start Dataset excerpts

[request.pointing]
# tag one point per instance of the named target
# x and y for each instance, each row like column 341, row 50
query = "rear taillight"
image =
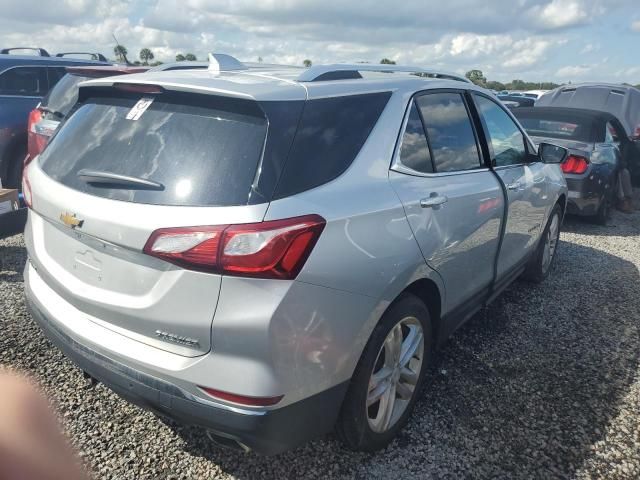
column 575, row 164
column 273, row 249
column 26, row 186
column 36, row 140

end Dataset excerpts

To do:
Reproduce the material above line for line, leaving out the pictures.

Final result:
[request.pointing]
# tag one point per instance of the named target
# x and y for each instance, each row like column 341, row 50
query = "rear taillight"
image =
column 575, row 164
column 273, row 249
column 26, row 186
column 36, row 140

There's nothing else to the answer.